- Given passage
:::
Okay, I've put this back up. I had second thoughts this morning about pushing the Rowling Button, but you know - I've been reading lots of commentary over the past few days on the role of authors with their work. As I wrote in the post above this one, I've gotten into some rather lively discussions with friends over Tolkien's comments on his own work (found in letters, for example, before the introduction of the internet!) and dismissed at it as interesting trivia, but please don't interject the author to "explain" things to me. Either the work stands on its own or it doesn't. What matters are is the book itself, the text itself - the text informs the text. The author returns to the shadows.
As I wrote above, for all our protestations to the contrary, Dylan continues to resist "explaining" his work or telling us what it means. Even in his autobiography he spends the bulk of the time showing us "how" he does his work - but he doesn't tell us what his work means or what he meant by this or that. He stays silent and as much as many want him to speak, he refuses - and in fact, gives us a whole lot more than we could ever ask for.
:::
- Material provided
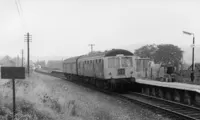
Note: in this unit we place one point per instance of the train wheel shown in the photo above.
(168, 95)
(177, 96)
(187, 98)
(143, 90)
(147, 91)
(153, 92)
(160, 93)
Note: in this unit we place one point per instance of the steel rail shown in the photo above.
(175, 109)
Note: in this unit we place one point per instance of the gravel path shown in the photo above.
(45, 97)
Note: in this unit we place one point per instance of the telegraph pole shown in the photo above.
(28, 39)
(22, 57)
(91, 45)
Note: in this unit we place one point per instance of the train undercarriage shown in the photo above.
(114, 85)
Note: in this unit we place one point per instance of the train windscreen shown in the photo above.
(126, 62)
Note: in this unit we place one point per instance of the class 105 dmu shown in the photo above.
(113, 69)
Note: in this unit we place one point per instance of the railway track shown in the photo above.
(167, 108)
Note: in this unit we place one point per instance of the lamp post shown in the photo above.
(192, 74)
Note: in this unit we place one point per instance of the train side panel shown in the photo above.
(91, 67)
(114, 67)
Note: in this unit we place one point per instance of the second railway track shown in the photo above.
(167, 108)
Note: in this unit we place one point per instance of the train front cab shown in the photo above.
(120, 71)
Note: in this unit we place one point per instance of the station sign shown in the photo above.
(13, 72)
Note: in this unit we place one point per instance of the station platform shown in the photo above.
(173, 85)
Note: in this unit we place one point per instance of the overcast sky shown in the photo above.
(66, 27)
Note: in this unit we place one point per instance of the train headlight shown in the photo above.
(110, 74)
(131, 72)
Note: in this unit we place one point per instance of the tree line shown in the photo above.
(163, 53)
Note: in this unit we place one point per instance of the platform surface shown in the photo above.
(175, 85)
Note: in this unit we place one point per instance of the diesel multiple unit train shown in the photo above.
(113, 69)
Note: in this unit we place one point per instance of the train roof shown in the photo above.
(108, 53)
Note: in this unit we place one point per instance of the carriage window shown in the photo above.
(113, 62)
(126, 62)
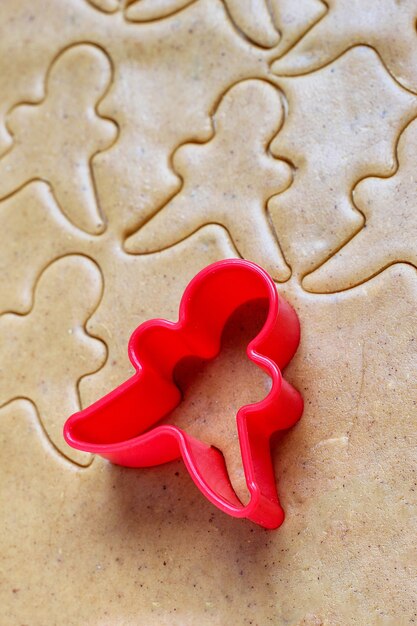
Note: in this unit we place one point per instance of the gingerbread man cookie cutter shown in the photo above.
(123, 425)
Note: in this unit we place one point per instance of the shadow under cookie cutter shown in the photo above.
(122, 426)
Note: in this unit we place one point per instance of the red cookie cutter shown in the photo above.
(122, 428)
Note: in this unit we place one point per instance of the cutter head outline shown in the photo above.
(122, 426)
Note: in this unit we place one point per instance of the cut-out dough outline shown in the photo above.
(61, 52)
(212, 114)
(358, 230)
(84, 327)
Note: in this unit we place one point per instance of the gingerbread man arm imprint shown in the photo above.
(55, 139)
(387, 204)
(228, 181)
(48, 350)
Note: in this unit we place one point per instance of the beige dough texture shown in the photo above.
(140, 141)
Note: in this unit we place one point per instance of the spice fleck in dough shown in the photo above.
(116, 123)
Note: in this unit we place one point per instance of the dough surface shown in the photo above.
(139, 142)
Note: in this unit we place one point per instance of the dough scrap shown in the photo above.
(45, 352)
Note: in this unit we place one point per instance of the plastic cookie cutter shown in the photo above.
:::
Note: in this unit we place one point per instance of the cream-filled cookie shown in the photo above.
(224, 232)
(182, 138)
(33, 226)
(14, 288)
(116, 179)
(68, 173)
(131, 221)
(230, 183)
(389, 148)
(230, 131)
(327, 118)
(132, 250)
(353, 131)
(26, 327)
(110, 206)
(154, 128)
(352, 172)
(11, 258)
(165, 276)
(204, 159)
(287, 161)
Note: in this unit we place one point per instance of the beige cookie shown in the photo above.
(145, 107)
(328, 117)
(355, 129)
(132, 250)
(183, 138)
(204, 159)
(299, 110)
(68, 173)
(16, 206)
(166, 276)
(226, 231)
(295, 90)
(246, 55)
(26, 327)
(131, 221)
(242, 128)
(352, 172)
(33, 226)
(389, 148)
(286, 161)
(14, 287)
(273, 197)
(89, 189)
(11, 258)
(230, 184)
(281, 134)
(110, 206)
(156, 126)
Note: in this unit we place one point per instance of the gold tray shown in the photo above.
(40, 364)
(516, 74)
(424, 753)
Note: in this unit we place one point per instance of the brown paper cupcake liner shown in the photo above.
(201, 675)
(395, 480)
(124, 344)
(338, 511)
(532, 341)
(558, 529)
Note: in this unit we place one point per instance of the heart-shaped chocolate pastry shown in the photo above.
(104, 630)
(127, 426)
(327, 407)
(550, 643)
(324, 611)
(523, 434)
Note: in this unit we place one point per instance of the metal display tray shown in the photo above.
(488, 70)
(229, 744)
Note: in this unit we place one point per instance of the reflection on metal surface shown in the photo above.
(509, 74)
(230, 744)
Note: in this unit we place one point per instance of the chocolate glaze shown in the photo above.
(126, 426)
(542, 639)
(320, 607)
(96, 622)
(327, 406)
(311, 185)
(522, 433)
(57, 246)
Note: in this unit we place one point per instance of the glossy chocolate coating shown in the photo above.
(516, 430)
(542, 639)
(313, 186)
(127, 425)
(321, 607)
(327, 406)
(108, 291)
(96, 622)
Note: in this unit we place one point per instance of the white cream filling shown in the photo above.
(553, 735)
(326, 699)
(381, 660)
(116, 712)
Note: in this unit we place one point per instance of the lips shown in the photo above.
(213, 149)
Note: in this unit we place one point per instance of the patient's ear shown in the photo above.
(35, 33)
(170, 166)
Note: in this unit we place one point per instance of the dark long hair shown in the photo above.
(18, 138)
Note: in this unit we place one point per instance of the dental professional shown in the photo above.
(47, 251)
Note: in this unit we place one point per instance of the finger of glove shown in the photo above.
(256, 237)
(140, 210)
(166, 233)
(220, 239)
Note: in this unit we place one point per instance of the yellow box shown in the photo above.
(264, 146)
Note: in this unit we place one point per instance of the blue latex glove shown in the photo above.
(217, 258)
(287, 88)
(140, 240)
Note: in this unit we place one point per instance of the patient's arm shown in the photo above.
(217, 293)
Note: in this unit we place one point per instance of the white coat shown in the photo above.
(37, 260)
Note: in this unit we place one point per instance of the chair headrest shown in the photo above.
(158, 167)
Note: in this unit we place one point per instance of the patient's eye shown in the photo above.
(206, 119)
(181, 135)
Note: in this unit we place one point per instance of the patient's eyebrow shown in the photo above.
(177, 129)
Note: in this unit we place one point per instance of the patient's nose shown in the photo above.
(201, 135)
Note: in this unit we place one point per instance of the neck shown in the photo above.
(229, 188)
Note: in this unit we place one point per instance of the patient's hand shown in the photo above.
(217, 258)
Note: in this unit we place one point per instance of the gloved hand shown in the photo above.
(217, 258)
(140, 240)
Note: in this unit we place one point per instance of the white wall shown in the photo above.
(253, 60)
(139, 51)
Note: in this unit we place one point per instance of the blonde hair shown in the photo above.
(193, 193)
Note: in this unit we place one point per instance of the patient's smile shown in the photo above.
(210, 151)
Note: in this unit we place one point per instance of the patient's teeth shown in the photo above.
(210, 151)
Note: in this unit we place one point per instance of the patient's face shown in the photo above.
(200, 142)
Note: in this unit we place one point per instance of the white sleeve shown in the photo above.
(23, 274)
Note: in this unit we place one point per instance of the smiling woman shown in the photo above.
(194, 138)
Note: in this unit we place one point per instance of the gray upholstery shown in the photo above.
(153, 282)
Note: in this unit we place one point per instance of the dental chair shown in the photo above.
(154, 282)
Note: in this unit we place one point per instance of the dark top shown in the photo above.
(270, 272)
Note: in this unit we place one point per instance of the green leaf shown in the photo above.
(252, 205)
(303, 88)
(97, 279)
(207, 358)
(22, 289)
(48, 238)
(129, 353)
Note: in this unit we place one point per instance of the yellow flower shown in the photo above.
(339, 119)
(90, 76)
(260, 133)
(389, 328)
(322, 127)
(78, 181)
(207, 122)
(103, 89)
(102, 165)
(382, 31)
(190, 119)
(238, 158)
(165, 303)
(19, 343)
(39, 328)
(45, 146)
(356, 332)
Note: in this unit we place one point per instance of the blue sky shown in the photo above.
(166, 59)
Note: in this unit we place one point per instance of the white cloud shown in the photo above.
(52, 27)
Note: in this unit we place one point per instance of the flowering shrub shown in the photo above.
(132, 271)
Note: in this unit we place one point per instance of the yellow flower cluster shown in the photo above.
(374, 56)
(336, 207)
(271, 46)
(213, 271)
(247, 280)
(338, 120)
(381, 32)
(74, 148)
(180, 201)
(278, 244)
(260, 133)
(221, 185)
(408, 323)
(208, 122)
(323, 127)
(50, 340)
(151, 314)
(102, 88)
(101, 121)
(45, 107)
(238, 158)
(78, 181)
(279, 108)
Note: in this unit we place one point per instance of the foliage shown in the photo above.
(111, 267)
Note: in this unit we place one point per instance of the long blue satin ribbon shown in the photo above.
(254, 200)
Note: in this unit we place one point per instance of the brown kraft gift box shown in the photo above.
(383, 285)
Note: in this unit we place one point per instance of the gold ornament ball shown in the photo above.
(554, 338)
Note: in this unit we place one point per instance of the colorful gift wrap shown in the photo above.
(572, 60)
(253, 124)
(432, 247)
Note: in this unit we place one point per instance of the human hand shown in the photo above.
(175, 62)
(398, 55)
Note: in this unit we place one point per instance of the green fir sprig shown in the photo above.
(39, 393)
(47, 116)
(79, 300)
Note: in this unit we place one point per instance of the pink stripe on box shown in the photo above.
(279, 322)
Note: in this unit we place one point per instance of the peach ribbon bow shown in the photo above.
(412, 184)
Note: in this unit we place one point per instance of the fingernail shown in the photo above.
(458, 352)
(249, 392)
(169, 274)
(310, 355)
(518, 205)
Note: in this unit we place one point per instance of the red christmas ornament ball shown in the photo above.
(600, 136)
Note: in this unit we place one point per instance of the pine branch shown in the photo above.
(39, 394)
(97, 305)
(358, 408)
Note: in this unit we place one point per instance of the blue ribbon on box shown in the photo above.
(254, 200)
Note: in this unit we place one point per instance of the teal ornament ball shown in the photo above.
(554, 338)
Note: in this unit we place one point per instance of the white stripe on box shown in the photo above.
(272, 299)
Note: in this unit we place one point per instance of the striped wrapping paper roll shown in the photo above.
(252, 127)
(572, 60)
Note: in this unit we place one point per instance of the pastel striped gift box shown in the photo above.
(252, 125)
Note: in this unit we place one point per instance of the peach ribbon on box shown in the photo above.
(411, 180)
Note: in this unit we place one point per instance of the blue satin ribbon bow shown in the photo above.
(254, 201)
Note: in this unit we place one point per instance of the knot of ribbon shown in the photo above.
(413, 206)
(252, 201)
:::
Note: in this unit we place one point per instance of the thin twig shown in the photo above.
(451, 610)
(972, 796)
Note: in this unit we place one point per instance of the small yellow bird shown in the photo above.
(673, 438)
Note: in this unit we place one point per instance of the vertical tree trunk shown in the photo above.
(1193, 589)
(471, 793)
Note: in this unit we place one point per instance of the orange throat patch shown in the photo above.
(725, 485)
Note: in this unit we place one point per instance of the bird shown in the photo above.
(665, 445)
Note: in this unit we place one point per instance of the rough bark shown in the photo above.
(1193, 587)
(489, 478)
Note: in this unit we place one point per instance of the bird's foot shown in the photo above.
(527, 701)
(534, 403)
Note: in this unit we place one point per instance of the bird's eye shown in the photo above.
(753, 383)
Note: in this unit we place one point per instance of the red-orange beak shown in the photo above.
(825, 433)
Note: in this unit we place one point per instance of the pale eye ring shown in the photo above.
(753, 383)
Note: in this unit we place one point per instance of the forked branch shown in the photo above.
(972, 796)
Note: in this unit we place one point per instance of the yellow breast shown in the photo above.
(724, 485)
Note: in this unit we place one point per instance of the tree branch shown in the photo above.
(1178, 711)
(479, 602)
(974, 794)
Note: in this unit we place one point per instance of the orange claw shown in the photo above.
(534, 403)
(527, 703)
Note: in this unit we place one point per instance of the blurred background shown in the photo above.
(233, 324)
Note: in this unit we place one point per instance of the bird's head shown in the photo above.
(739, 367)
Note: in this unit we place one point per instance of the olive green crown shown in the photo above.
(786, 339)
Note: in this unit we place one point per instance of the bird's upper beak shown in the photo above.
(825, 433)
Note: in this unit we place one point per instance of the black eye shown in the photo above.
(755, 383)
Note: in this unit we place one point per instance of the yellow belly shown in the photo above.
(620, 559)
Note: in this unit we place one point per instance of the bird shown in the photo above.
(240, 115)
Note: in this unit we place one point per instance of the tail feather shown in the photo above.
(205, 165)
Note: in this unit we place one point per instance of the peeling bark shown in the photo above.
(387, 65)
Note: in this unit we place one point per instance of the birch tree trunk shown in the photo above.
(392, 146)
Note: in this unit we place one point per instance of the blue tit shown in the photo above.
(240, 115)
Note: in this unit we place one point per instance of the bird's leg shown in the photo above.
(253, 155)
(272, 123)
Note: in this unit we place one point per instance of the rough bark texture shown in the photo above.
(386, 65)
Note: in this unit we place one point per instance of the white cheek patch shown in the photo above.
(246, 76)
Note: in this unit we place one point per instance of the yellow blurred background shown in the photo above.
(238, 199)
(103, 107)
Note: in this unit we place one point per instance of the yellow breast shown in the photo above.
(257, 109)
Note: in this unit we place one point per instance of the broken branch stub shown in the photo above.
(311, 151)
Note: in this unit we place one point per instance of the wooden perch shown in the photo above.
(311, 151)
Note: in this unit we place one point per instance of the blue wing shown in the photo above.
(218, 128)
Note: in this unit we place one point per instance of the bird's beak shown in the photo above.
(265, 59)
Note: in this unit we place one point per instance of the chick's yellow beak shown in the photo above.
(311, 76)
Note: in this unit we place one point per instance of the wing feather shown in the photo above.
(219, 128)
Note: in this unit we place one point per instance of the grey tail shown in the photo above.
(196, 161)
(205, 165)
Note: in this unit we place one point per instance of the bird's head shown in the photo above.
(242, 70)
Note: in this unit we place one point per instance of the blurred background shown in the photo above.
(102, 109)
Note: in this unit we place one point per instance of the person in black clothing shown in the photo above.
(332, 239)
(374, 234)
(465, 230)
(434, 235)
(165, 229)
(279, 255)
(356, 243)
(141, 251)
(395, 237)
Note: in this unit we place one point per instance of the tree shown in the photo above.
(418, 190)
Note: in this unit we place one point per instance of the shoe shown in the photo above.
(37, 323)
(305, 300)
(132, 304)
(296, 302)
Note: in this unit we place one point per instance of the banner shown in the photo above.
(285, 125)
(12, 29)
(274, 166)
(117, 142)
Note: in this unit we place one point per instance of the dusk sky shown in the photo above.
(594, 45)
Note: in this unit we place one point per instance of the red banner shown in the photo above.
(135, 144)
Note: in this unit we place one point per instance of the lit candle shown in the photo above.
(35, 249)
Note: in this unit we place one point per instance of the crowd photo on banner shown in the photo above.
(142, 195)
:::
In the blog post on authors and their work, what does Dylan spend most of his autobiography doing?

- Answer below
He shows how he does his work, without saying what it means.